### What to produce:
Reproduce the material below word for word, leaving out any pictures.

### Data shown:
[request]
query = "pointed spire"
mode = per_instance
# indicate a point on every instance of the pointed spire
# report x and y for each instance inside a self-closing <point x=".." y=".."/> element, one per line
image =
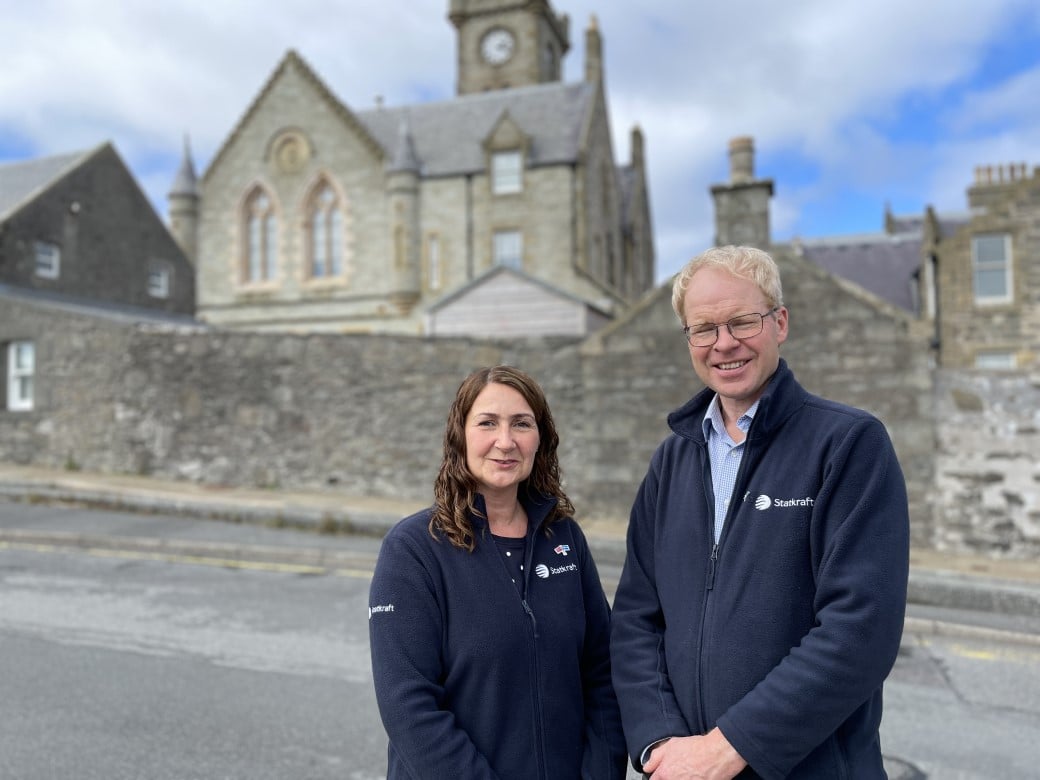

### Response:
[request]
query = "pointed spire"
mode = per_instance
# indicate a point on every instance of the pointed spire
# report x and y for each instance inside a self-closing <point x=".." y=".."/> element, one per line
image =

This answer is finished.